Texto fornecido:

^^^^^^^^

Notem que no relato supracitado, ainda que a GP tenha se comportado na leitura do provador como uma mulher “fria”, “programada” – ora, isso não era um programa? – “mecânica” e “falsa”, portanto, sem demonstrar emoções positivas em relação ao que estava fazendo, ainda assim o corpo masculino respondeu fisicamente aos estímulos recebidos. A ejaculação que finalizou a “situação horrível”, conforme descrito pelo narrador, é neste contexto mais um fator desopilativo corporal do que uma manifestação de êxtase emocional, daí por que podemos afirmar que nessa transa o ato de gozar é percebido como um ato dissociado de prazer. Esta constatação aproxima-se daquela exposta alhures para se comentarem as diversas sexualidades que vivem os homens, ocasião em que o autor constatou que se torna impossível “pretender que a excitação se reduza à ereção, ou que o gozo seja sempre a ejaculação” (Welzer-Lang, 2001:474). Todavia, mesmo essa resposta física, quando buscada em uma interação na qual inexiste um mínimo de reciprocidade emotiva, pode ser obstaculizada:


A GP veio fazendo “massagem” por cima e beijou minhas costas, mas não beijou na boca. Virei-me e ela fez um oral burocrático e sem emoção. Na hora do “vamos ver” foi fria, depois não quis fazer anal e não deixou gozar na boca. Fiquei frustado e não finalizei, saí de lá congestionado e me aliviei em casa.

^^^^^^^^

Transcreva na íntegra o texto fornecido acima, palavra por palavra, sem nenhuma alteração.

Extrato de dados:
^^^^^^^^

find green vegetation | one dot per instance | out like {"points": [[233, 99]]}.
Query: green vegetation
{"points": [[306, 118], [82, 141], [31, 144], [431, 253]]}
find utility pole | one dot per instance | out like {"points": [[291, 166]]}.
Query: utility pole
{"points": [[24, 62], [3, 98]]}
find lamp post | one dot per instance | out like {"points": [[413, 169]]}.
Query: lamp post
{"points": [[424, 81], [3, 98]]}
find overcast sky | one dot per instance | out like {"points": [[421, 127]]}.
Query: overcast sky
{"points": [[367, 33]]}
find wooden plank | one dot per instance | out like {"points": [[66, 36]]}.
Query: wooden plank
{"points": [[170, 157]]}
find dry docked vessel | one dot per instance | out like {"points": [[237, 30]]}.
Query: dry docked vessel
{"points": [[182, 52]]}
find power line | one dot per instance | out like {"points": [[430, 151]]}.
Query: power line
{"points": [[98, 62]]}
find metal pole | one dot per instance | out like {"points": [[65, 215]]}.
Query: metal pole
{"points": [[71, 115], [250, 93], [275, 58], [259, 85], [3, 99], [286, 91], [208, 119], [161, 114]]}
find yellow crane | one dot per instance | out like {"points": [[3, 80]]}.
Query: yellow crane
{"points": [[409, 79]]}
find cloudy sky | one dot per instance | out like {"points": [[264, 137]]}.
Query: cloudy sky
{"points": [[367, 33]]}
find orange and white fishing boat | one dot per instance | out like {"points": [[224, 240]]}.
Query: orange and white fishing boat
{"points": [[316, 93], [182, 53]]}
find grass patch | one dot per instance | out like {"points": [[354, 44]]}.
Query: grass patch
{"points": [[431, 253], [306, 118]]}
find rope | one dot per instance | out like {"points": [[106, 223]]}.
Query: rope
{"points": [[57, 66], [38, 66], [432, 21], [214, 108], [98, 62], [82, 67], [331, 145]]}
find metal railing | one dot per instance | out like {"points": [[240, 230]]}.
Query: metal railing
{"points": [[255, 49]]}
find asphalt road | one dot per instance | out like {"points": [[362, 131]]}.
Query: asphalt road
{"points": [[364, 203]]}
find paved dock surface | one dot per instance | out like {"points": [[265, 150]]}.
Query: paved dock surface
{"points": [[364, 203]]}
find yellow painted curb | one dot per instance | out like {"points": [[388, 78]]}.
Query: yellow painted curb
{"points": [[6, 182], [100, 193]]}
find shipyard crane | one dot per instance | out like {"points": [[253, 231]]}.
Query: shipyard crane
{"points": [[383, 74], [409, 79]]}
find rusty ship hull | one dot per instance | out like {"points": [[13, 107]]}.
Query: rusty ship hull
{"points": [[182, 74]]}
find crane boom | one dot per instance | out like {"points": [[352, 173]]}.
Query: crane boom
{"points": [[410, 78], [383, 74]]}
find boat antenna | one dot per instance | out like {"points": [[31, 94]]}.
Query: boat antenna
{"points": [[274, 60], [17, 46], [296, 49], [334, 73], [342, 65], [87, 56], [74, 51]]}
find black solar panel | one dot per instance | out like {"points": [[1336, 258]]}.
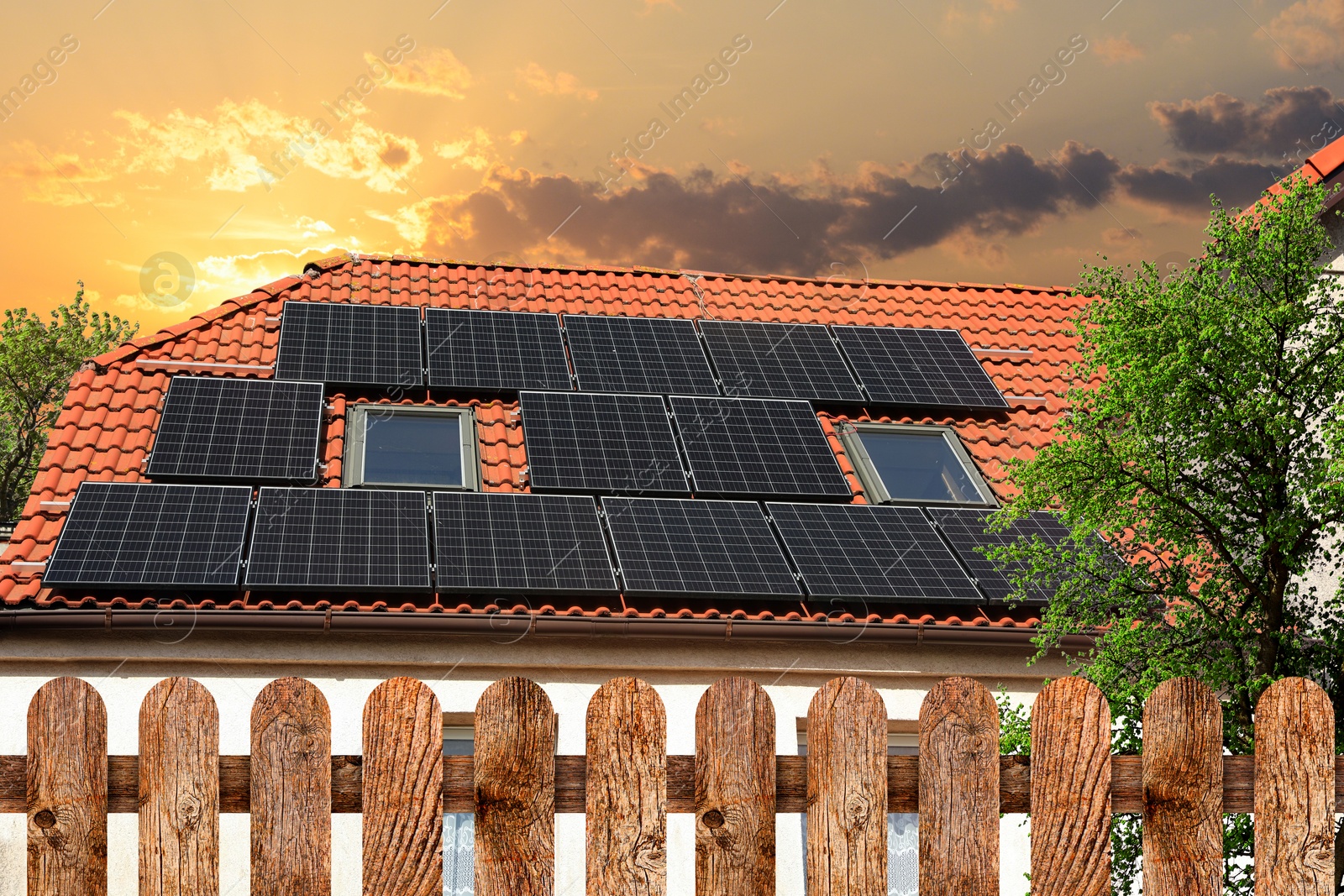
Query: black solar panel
{"points": [[134, 533], [779, 360], [870, 553], [339, 539], [600, 443], [654, 355], [757, 446], [927, 367], [692, 547], [349, 344], [965, 530], [257, 430], [495, 349], [521, 543]]}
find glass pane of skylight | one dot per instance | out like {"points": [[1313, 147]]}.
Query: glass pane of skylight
{"points": [[413, 449], [917, 466]]}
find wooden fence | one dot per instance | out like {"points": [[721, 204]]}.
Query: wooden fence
{"points": [[627, 785]]}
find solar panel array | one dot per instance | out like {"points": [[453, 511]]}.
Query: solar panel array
{"points": [[591, 443], [339, 539], [757, 446], [696, 547], [496, 542], [779, 360], [873, 553], [907, 365], [349, 344], [134, 533], [233, 429], [495, 349], [965, 531], [654, 355]]}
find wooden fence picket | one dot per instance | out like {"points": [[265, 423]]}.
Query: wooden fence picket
{"points": [[403, 790], [514, 772], [1294, 790], [67, 790], [1070, 790], [179, 790], [1183, 790], [958, 790], [291, 790], [734, 790], [847, 790], [627, 790]]}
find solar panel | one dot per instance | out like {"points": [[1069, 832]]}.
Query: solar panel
{"points": [[873, 553], [136, 533], [219, 427], [600, 443], [779, 360], [757, 446], [339, 539], [692, 547], [495, 349], [907, 365], [349, 344], [496, 542], [656, 355], [965, 530]]}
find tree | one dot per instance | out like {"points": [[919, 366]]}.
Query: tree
{"points": [[1205, 448], [37, 360]]}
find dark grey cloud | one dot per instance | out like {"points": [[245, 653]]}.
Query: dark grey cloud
{"points": [[1288, 121], [1234, 181], [766, 223]]}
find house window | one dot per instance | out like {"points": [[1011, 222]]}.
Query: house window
{"points": [[412, 448], [927, 464]]}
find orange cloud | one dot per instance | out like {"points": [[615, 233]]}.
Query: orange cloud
{"points": [[1310, 33], [434, 73], [1121, 49], [559, 85]]}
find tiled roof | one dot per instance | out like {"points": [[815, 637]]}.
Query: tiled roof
{"points": [[107, 426]]}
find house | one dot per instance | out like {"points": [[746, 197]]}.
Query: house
{"points": [[694, 476]]}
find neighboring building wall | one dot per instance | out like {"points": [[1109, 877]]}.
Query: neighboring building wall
{"points": [[235, 668]]}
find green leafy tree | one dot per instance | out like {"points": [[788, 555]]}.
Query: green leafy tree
{"points": [[1202, 448], [37, 360]]}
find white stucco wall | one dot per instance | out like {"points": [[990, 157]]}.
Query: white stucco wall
{"points": [[235, 668]]}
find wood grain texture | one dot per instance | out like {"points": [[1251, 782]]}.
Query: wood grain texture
{"points": [[403, 790], [1294, 790], [179, 790], [515, 790], [67, 790], [847, 790], [627, 785], [734, 790], [1070, 790], [291, 790], [958, 790], [1183, 790]]}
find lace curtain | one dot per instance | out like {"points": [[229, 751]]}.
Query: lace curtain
{"points": [[459, 849]]}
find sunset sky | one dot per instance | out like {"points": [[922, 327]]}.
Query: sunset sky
{"points": [[801, 137]]}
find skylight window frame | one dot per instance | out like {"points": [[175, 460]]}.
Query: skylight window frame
{"points": [[356, 426], [851, 437]]}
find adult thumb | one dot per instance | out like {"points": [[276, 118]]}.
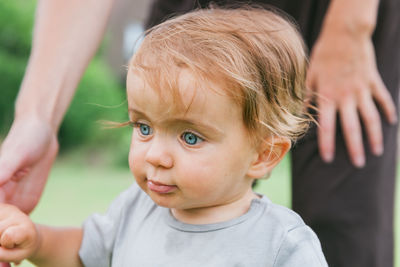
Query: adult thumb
{"points": [[8, 167]]}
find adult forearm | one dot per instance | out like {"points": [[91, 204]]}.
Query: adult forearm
{"points": [[66, 35], [357, 17], [58, 247]]}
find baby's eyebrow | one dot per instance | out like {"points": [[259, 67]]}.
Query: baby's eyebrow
{"points": [[205, 128], [208, 129]]}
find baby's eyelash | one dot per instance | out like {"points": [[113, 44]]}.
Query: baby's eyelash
{"points": [[134, 124]]}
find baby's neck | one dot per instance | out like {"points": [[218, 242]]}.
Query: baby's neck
{"points": [[215, 214]]}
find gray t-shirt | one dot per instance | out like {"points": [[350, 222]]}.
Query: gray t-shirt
{"points": [[137, 232]]}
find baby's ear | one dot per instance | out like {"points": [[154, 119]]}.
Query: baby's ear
{"points": [[270, 152]]}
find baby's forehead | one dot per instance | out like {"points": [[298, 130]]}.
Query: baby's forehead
{"points": [[182, 90]]}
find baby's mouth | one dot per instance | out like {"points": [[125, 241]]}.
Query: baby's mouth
{"points": [[160, 187]]}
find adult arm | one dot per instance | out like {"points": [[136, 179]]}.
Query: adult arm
{"points": [[345, 78], [66, 35]]}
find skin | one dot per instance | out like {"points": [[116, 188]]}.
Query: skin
{"points": [[29, 150], [161, 158], [344, 76], [168, 167]]}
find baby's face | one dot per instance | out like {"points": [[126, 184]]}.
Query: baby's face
{"points": [[189, 159]]}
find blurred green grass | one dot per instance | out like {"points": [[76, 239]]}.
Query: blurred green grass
{"points": [[77, 188]]}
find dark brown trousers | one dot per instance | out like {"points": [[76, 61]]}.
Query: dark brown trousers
{"points": [[350, 209]]}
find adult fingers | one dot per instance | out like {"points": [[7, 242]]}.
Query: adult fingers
{"points": [[326, 129], [372, 123], [384, 100], [352, 132], [8, 167]]}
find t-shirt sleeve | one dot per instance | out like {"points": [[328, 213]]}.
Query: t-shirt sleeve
{"points": [[100, 231], [299, 248]]}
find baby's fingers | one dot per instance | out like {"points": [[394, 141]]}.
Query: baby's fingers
{"points": [[13, 237]]}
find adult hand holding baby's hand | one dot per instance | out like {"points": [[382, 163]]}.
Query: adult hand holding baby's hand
{"points": [[19, 237], [26, 157]]}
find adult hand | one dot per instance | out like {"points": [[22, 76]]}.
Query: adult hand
{"points": [[345, 80], [26, 157]]}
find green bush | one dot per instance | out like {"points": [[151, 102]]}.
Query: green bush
{"points": [[99, 95]]}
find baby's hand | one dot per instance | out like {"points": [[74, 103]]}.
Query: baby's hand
{"points": [[19, 237]]}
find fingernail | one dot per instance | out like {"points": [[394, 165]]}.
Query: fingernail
{"points": [[394, 119], [378, 150], [327, 157], [359, 161]]}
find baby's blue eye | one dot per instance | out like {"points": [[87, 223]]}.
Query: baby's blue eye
{"points": [[191, 138], [145, 129]]}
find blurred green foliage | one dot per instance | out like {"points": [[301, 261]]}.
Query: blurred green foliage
{"points": [[99, 95]]}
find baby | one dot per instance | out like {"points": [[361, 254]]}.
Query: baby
{"points": [[215, 99]]}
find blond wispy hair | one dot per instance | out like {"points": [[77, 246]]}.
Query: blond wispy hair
{"points": [[255, 54]]}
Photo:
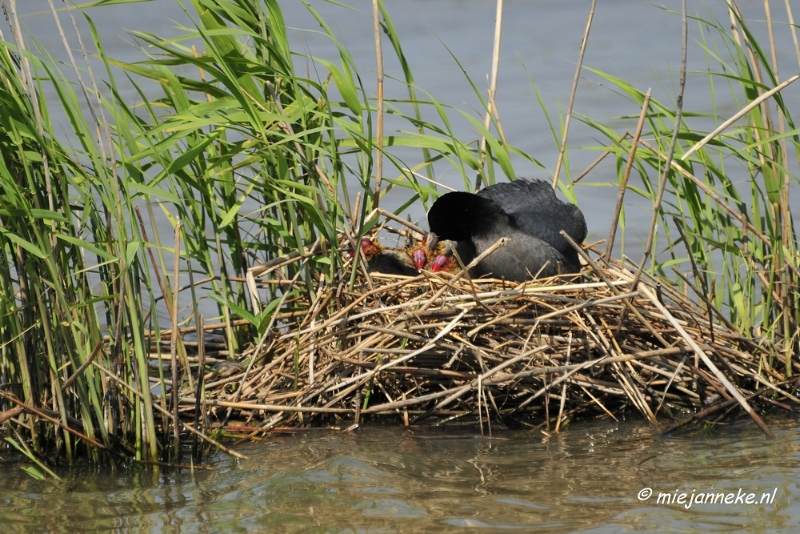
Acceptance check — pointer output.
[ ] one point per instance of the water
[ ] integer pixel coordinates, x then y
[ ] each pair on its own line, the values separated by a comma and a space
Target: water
420, 480
586, 479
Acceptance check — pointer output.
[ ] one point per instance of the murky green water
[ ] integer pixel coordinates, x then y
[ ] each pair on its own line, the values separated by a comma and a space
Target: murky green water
587, 479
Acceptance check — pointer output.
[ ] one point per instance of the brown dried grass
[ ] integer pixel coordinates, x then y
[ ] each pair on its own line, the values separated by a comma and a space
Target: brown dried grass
444, 347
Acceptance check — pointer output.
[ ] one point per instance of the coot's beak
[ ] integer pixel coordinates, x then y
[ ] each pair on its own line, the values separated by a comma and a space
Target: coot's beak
419, 258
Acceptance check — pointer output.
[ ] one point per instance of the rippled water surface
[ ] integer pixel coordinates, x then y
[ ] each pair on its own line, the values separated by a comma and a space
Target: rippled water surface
587, 479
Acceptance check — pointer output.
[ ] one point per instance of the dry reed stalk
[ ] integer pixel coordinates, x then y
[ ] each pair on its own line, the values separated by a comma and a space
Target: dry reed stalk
449, 348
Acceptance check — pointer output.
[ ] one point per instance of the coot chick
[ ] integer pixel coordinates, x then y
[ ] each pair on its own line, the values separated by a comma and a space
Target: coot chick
386, 260
528, 213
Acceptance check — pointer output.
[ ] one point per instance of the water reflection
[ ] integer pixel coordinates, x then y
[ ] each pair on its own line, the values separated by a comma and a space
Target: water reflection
585, 479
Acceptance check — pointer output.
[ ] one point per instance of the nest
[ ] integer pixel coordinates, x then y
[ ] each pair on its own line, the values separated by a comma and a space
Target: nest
449, 348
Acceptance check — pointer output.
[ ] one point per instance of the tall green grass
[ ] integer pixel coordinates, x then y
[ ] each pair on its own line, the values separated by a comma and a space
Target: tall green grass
256, 162
726, 222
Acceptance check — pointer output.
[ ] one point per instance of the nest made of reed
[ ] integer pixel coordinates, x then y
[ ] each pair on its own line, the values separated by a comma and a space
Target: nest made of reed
449, 347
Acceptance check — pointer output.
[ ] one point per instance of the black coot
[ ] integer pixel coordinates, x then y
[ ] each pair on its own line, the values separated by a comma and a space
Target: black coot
528, 213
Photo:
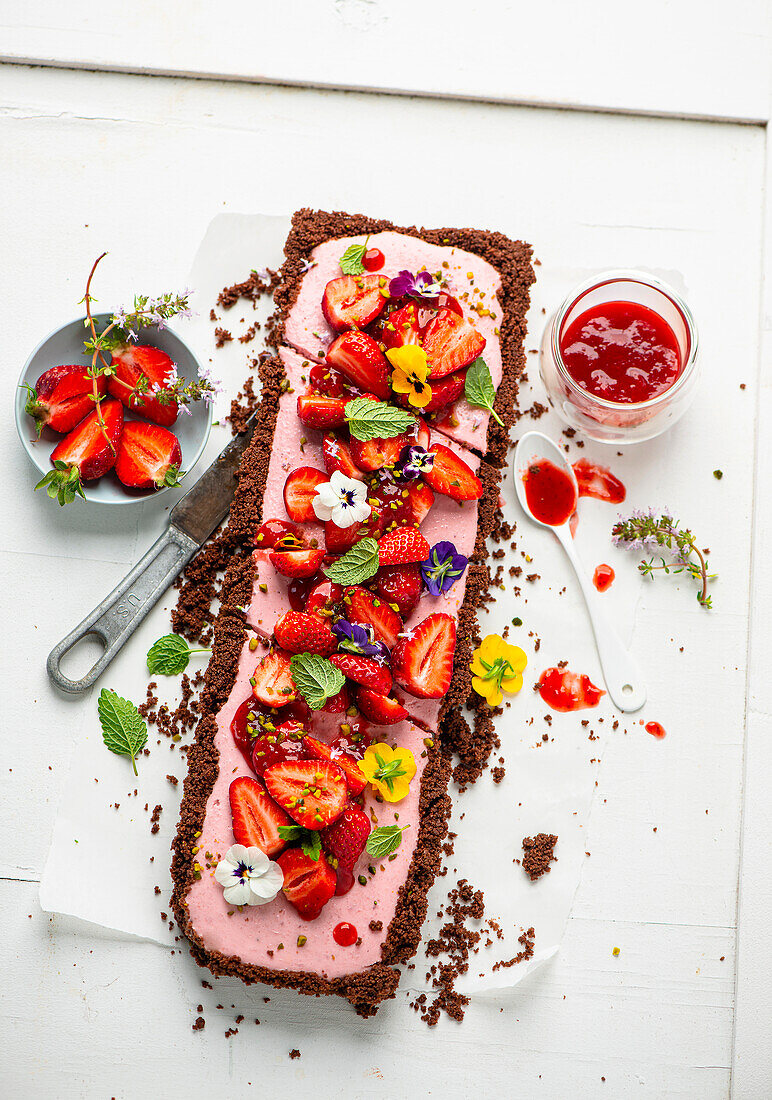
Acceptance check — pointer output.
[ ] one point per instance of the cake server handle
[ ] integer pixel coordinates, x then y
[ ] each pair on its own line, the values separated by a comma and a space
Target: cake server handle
118, 616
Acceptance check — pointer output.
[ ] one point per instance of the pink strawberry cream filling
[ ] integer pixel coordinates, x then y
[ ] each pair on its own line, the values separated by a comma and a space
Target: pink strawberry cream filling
267, 935
470, 278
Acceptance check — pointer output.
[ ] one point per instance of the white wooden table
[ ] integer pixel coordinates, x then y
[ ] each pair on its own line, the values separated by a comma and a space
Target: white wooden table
139, 164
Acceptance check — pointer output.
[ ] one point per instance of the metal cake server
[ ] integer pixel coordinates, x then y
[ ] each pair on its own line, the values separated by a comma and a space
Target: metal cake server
191, 521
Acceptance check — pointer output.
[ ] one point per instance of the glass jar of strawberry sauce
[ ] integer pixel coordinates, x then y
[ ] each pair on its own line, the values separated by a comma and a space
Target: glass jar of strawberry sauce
619, 358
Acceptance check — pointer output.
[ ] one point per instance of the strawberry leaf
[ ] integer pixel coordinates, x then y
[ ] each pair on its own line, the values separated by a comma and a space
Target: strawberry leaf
123, 728
376, 419
357, 564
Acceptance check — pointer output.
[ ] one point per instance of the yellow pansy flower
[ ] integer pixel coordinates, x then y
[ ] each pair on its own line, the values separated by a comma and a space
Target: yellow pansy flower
497, 667
388, 770
410, 373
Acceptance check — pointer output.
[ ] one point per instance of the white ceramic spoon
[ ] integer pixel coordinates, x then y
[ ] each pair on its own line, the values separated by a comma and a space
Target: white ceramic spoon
622, 677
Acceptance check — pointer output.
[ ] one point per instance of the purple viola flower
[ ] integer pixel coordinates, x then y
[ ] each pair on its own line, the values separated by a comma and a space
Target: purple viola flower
443, 568
414, 462
359, 639
414, 286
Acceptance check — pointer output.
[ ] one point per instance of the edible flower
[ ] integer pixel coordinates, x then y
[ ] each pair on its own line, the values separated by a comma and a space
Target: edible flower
388, 770
249, 877
443, 568
414, 461
359, 639
410, 373
497, 667
414, 286
342, 499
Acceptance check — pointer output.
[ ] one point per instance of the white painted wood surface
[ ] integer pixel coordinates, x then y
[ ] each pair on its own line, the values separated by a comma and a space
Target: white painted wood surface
703, 58
140, 166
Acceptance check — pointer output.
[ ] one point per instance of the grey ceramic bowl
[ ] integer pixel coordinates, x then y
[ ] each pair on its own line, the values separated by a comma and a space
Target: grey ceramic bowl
65, 344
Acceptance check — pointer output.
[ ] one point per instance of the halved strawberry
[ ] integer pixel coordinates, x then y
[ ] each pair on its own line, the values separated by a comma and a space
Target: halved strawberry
352, 301
451, 342
86, 449
318, 411
363, 607
422, 659
452, 476
300, 633
299, 491
256, 817
363, 670
345, 840
139, 370
312, 792
354, 778
359, 358
378, 707
149, 457
403, 545
62, 397
272, 681
297, 562
400, 585
308, 883
337, 455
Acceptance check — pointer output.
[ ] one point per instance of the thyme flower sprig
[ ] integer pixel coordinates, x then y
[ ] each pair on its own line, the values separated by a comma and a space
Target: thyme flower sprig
651, 531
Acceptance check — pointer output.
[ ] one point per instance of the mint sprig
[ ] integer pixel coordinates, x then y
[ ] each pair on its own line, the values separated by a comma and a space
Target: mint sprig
356, 564
169, 656
123, 728
384, 840
316, 679
308, 839
376, 419
478, 388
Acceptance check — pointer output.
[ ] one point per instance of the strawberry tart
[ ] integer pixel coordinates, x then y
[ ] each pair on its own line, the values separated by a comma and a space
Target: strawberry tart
316, 801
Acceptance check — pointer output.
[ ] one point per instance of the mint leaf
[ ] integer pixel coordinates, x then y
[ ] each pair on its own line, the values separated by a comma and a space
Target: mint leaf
307, 838
316, 679
384, 840
478, 388
351, 261
376, 419
356, 564
123, 728
169, 656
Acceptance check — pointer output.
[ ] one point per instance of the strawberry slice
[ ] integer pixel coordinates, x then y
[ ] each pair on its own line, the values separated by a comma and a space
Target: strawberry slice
422, 659
300, 633
363, 607
312, 792
345, 840
318, 411
403, 545
308, 883
337, 455
359, 358
363, 670
451, 342
86, 449
256, 817
400, 585
452, 476
378, 707
272, 681
354, 778
297, 562
62, 397
149, 457
352, 301
138, 371
299, 490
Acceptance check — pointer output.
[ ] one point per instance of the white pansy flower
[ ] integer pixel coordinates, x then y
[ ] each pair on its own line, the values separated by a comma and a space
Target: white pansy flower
342, 499
249, 877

^^^^^^^^

Resposta escrita:
Notem que no relato supracitado, ainda que a GP tenha se comportado na leitura do provador como uma mulher “fria”, “programada” – ora, isso não era um programa? – “mecânica” e “falsa”, portanto, sem demonstrar emoções positivas em relação ao que estava fazendo, ainda assim o corpo masculino respondeu fisicamente aos estímulos recebidos. A ejaculação que finalizou a “situação horrível”, conforme descrito pelo narrador, é neste contexto mais um fator desopilativo corporal do que uma manifestação de êxtase emocional, daí por que podemos afirmar que nessa transa o ato de gozar é percebido como um ato dissociado de prazer. Esta constatação aproxima-se daquela exposta alhures para se comentarem as diversas sexualidades que vivem os homens, ocasião em que o autor constatou que se torna impossível “pretender que a excitação se reduza à ereção, ou que o gozo seja sempre a ejaculação” (Welzer-Lang, 2001:474). Todavia, mesmo essa resposta física, quando buscada em uma interação na qual inexiste um mínimo de reciprocidade emotiva, pode ser obstaculizada:


A GP veio fazendo “massagem” por cima e beijou minhas costas, mas não beijou na boca. Virei-me e ela fez um oral burocrático e sem emoção. Na hora do “vamos ver” foi fria, depois não quis fazer anal e não deixou gozar na boca. Fiquei frustado e não finalizei, saí de lá congestionado e me aliviei em casa.